>> begin MATERIAL FOR THE TASK

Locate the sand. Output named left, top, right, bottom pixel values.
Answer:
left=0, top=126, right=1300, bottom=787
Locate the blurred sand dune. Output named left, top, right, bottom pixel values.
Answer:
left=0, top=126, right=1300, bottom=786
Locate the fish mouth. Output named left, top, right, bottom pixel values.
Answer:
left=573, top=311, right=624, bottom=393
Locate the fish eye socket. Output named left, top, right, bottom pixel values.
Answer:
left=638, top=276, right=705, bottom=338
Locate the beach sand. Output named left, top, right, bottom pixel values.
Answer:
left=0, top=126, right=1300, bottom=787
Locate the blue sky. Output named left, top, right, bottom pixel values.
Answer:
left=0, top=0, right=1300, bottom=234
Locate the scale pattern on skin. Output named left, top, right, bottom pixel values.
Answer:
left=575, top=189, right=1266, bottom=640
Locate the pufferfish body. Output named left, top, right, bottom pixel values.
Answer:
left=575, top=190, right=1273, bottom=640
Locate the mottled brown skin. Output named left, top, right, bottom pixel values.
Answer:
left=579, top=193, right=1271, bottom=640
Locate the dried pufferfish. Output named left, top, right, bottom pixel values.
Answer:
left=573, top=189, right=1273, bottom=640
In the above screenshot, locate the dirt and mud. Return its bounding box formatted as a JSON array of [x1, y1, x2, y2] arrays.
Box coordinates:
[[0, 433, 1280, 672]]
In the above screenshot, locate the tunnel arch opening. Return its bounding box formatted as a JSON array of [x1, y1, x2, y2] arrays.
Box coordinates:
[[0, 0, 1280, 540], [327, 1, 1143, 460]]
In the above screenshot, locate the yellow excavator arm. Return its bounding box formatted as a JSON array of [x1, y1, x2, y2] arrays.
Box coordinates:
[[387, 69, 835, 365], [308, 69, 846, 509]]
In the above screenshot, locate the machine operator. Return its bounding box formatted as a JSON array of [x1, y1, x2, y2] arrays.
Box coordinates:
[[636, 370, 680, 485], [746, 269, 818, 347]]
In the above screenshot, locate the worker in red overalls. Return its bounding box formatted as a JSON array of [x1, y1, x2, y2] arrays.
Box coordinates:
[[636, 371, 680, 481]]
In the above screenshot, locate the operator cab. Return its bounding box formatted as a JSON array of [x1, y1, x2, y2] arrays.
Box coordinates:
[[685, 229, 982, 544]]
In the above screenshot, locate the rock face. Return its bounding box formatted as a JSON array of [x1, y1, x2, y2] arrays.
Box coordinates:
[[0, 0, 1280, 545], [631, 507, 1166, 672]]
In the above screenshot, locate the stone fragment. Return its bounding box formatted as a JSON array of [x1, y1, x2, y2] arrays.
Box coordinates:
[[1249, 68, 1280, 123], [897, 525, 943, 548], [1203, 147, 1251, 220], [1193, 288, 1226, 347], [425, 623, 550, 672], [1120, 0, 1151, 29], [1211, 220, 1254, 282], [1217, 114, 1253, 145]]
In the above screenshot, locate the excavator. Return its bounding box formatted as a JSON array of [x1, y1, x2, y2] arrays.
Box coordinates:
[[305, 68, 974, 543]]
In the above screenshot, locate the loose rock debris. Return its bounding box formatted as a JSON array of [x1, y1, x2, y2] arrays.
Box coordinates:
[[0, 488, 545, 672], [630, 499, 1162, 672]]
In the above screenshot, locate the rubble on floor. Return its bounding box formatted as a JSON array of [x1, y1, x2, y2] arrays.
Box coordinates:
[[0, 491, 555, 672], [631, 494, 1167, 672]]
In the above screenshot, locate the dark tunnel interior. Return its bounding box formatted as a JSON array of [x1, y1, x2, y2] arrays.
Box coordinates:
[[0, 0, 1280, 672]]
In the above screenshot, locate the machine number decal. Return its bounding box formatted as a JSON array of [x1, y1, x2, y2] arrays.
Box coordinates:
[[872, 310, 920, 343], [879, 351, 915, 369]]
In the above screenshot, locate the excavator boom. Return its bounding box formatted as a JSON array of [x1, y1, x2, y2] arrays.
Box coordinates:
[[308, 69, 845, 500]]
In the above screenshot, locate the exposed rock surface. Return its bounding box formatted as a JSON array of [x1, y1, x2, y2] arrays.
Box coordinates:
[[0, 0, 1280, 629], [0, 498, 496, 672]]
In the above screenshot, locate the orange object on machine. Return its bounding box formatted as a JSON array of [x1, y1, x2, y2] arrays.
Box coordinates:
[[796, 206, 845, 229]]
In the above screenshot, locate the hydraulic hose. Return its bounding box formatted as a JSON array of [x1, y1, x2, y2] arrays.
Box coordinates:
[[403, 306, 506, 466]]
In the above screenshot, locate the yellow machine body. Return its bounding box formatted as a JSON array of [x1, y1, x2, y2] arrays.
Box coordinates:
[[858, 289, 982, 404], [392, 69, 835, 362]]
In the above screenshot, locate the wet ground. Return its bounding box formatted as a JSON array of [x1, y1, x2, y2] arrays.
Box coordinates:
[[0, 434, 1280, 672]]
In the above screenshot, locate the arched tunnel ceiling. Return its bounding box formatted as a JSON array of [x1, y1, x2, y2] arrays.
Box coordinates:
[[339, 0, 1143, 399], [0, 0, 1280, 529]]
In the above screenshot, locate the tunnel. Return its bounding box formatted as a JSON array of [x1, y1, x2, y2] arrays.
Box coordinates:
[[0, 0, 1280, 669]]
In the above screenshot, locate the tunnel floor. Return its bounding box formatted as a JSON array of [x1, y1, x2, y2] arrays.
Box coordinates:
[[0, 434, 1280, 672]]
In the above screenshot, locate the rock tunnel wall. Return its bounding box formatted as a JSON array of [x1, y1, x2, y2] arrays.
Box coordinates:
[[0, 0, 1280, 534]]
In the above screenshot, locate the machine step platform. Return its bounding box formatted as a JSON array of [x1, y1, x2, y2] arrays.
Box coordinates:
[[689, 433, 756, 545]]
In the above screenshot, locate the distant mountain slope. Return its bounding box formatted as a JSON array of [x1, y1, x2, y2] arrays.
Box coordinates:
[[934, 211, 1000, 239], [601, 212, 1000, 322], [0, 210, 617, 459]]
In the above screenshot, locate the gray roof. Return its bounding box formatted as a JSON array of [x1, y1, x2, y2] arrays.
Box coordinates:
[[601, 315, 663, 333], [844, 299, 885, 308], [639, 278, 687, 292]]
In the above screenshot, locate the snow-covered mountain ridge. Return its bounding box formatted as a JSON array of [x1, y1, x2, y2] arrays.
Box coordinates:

>> end MATERIAL FOR THE TASK

INSTRUCTIONS FOR THE TASK: Copy out every row above word for word, leaving nothing changed.

RESPONSE TO THIS TASK:
Locate the sand. Output named left, top, right, bottom pixel values.
Answer:
left=0, top=126, right=1300, bottom=787
Locate the blurred sand dune. Output named left, top, right, bottom pixel values.
Answer:
left=0, top=126, right=1300, bottom=786
Locate the fish mouth. Output named left, top, right, bottom pixel values.
Answer:
left=573, top=311, right=624, bottom=393
Locate the fish eye socket. Output named left, top, right, bottom pixel values.
Answer:
left=638, top=276, right=705, bottom=338
Locate the beach sand. Output named left, top, right, bottom pixel values.
Answer:
left=0, top=126, right=1300, bottom=787
Locate the blue sky. Output named left, top, right, bottom pixel values.
Answer:
left=0, top=0, right=1300, bottom=234
Locate the scale pattern on skin. Output named left, top, right, bottom pixel values.
Answer:
left=575, top=189, right=1266, bottom=640
Locate the pufferfish body. Output named left, top, right, bottom pixel values.
Answer:
left=575, top=190, right=1273, bottom=640
Locate the mottled brown skin. Output named left, top, right, bottom pixel values.
Answer:
left=579, top=193, right=1271, bottom=640
Locate the dried pufferfish. Output named left, top, right, bottom pixel values.
Answer:
left=573, top=189, right=1273, bottom=640
In the above screenshot, locate the dirt and mud. Return its bounding box formatted as a JSON array of [x1, y1, x2, y2] arrays.
Box coordinates:
[[0, 433, 1280, 672]]
In the above screenshot, locate the tunnel arch opening. Return its bounding box formatted as a JSON array of [x1, y1, x2, y2] arrays.
Box coordinates:
[[0, 0, 1280, 540], [327, 1, 1143, 460]]
In the above screenshot, locate the yellow excavator arm. Return its bounding box formatted as a JSON array of [x1, y1, x2, y2] arrays.
Box coordinates:
[[387, 69, 835, 365], [308, 69, 846, 509]]
In the above screenshot, locate the machine operator. Return its bounding box formatted as a JSON array of [x1, y1, x2, y2] arrays.
Box coordinates:
[[636, 370, 680, 485], [746, 269, 818, 347]]
In the above screenshot, locate the worker in red overalls. Return its bounding box formatted as a JSON array of [x1, y1, x2, y2] arrays.
Box coordinates:
[[636, 371, 680, 481]]
In the above screenshot, locate the operator cab. Return its bounding box formatted as a JSON array of [x1, y1, x2, y2] arrays.
Box coordinates:
[[685, 229, 982, 544]]
In the above screenshot, locate the rock face. Return its bounding box formatted as a JSON array of [x1, y1, x2, y2] arrays.
Box coordinates:
[[0, 0, 1280, 545], [631, 507, 1166, 672]]
In the above screenshot, locate the stone fragment. Return its bounding box formatted as a JSON array of [x1, y1, x2, y2] arrays.
Box coordinates:
[[1249, 68, 1280, 123], [897, 525, 943, 548], [1203, 147, 1251, 220], [1193, 288, 1226, 347], [425, 623, 550, 672], [1120, 0, 1151, 29], [1211, 220, 1254, 282], [1217, 114, 1253, 145]]
In the above screenshot, locate the excavator. Return its bounding box formatted as a JSON array of [x1, y1, x2, y2] arrays.
Box coordinates:
[[305, 68, 974, 543]]
In the above screenshot, locate the loose rock debris. Return its bounding box formatted as a JSON array of [x1, y1, x2, y2] arrays.
Box coordinates:
[[0, 488, 545, 672], [630, 499, 1162, 672]]
In the above screenshot, locate the rubble on floor. Return its bounding box formatted as a JSON array of [x1, y1, x2, y2] arrays.
Box coordinates:
[[0, 491, 555, 672], [631, 494, 1167, 672]]
In the above screenshot, locate the dark tunnel interior. Return its bounding box formatted as a JSON array of [x1, y1, x2, y2] arrays.
Box coordinates:
[[0, 0, 1280, 672]]
In the above screenshot, locate the machine number decal. Return its bounding box formatted as a JSON array of [x1, y1, x2, y2] arrays.
Box coordinates:
[[872, 310, 920, 343], [879, 351, 915, 369]]
In the above screenshot, locate the excavator boom. Return its bounding box formatted as a JSON array of [x1, y1, x2, y2] arrays.
Box coordinates:
[[308, 69, 845, 500]]
In the above screenshot, locate the exposed rock surface. Return its bounding box formatted as a JSON array of [x1, y1, x2, y2] arrays.
Box coordinates:
[[0, 0, 1280, 629], [0, 498, 496, 672]]
In the above screenshot, locate the orange object on machine. Return its bounding box formatted as a JSON array of [x1, y1, x2, y2] arrays.
Box coordinates:
[[796, 206, 845, 229]]
In the above screenshot, locate the hydraulic hose. Return its bounding box formatted as a JSON array of [x1, y1, x2, y2] arrays.
Box coordinates:
[[403, 306, 506, 466]]
In the above screenshot, locate the yellow machine body. Return its bounding box formatted as a JSON array of [x1, y1, x2, y2] arrays.
Box coordinates:
[[858, 289, 982, 404], [392, 69, 835, 362]]
In the above screenshot, locate the wet ground. Return its bounding box formatted as a JSON array of [x1, y1, x2, y2] arrays.
Box coordinates:
[[0, 434, 1280, 672]]
In the above screenshot, locate the arched tunnel ceiling. Return its bounding box formatted as a JSON array of [x1, y1, x2, y2] arrays.
Box coordinates:
[[339, 0, 1143, 399], [0, 0, 1280, 529]]
In the above screenshot, locate the tunnel. Return its bounding box formatted as a JSON array of [x1, y1, x2, y2] arrays.
Box coordinates:
[[0, 0, 1280, 669]]
In the above screenshot, locate the tunnel floor. Return its bounding box formatted as a JSON array of [x1, y1, x2, y2] arrays.
Box coordinates:
[[0, 434, 1280, 672]]
In the above screenshot, locate the rock tunnel wall. Return its bounding box formatted as a JSON array of [x1, y1, x2, y2] arrays.
Box coordinates:
[[0, 0, 1280, 534]]
In the above screenshot, locate the machine step platform. Return its bounding box formatted as a JSON array of [x1, y1, x2, y2] arrays.
Box coordinates:
[[689, 433, 756, 545]]
In the above screenshot, locate the distant mountain slope. Return its bounding box formatted as a JSON array of [x1, y1, x2, y2] arrays.
Box coordinates:
[[934, 211, 1000, 239], [601, 212, 1000, 322], [0, 210, 617, 459]]
In the above screenshot, locate the gray roof. Return its bounding box formatted as a JSON array of [x1, y1, x2, y2] arrays.
Box coordinates:
[[601, 315, 663, 333], [844, 299, 885, 308], [639, 278, 687, 292]]
In the above screenshot, locate the snow-covered mountain ridge. Return its bounding box formatted as a JSON array of [x1, y1, x2, y2] arrays.
Box coordinates:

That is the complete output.